→ **WHAT YOU NEED TO DO**
Count the lines in the records below that contain the string "white", and give only that number.

Excerpts from a point labeling dataset
**********
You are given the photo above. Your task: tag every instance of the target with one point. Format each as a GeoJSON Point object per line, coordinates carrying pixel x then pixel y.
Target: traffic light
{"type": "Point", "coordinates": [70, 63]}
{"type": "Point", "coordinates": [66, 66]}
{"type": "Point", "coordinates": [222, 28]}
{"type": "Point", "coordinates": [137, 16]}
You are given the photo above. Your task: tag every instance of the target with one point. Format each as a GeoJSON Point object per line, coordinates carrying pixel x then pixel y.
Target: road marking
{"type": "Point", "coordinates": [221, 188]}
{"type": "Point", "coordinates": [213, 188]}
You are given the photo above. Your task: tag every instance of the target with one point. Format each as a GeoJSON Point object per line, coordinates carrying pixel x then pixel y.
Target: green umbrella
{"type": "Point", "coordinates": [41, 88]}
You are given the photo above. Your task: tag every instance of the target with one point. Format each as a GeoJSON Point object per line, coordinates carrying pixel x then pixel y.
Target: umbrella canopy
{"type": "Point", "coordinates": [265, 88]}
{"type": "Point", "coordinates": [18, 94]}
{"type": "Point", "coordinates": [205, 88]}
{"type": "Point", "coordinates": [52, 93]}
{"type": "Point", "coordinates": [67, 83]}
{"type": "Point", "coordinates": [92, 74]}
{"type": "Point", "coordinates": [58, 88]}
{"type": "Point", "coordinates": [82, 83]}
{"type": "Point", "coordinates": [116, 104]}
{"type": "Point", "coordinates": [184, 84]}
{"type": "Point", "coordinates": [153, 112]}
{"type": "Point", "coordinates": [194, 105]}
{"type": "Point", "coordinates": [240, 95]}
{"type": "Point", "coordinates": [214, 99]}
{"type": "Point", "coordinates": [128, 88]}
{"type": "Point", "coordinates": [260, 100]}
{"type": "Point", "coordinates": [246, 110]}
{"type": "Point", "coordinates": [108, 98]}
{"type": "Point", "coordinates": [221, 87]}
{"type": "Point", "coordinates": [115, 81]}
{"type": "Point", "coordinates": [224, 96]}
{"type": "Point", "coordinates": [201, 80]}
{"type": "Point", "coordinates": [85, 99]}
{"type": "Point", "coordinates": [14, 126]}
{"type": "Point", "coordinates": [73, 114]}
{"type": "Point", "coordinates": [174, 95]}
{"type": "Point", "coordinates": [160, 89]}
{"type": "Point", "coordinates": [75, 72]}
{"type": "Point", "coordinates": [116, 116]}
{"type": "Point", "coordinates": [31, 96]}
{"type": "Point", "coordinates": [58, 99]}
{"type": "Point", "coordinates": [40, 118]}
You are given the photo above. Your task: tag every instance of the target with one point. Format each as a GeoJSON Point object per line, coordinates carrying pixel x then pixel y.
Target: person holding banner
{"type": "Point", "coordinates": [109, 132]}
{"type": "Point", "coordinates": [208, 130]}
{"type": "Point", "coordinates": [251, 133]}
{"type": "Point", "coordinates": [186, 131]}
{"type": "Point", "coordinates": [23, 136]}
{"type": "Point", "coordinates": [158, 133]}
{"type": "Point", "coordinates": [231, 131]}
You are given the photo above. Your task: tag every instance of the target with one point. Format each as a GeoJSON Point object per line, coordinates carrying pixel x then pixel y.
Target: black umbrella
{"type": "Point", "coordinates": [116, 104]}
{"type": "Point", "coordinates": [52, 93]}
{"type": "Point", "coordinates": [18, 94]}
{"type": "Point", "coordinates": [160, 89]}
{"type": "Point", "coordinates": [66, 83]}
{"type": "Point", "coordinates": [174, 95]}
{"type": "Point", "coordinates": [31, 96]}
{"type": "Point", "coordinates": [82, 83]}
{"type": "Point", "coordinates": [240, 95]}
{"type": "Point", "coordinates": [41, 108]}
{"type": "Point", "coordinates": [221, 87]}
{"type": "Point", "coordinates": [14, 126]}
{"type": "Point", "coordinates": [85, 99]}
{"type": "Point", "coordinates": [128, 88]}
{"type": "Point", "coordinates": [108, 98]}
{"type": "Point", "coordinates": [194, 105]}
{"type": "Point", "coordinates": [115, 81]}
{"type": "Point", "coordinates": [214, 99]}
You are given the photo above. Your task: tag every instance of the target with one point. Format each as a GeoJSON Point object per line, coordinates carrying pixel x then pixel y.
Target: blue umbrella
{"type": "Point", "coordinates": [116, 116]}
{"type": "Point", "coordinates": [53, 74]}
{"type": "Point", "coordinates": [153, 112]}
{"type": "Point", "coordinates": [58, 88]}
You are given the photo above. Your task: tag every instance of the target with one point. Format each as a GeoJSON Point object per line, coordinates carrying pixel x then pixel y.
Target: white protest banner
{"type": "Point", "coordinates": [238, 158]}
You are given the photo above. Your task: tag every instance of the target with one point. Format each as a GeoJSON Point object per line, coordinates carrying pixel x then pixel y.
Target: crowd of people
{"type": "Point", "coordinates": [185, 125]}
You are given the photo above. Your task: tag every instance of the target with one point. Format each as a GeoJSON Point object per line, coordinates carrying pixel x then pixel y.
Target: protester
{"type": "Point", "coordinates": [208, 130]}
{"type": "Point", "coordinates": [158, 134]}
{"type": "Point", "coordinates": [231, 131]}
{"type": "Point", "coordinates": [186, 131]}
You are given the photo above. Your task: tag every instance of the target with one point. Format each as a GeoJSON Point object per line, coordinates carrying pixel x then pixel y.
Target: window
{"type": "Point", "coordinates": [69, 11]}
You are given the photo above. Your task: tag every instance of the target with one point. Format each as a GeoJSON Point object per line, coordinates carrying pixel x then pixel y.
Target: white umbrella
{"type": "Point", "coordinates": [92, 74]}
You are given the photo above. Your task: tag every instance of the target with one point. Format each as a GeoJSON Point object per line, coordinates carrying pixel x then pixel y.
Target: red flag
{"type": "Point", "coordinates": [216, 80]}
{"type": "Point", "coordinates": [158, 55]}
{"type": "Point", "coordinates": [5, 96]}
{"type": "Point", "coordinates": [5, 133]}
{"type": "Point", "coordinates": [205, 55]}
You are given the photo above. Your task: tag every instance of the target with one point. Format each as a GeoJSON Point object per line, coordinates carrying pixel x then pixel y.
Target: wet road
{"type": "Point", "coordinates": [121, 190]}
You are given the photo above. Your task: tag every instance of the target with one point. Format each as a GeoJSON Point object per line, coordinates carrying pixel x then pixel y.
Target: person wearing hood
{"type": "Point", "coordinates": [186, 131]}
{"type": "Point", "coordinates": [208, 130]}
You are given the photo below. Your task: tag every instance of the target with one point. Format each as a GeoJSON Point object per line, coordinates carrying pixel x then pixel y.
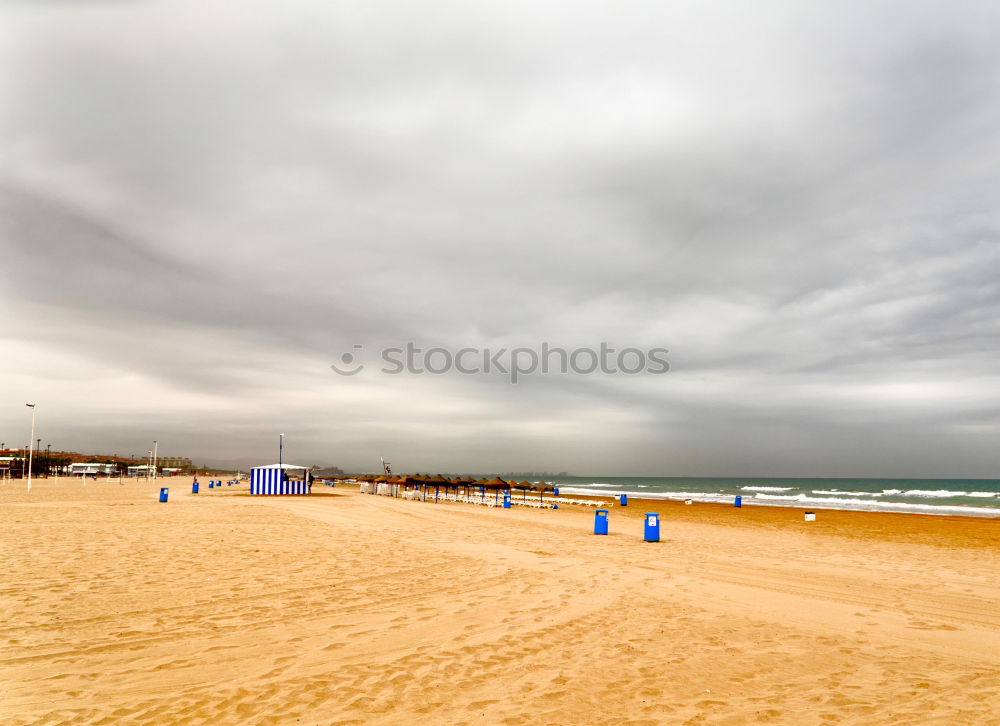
**********
→ **COMPLETE RESPONSE**
2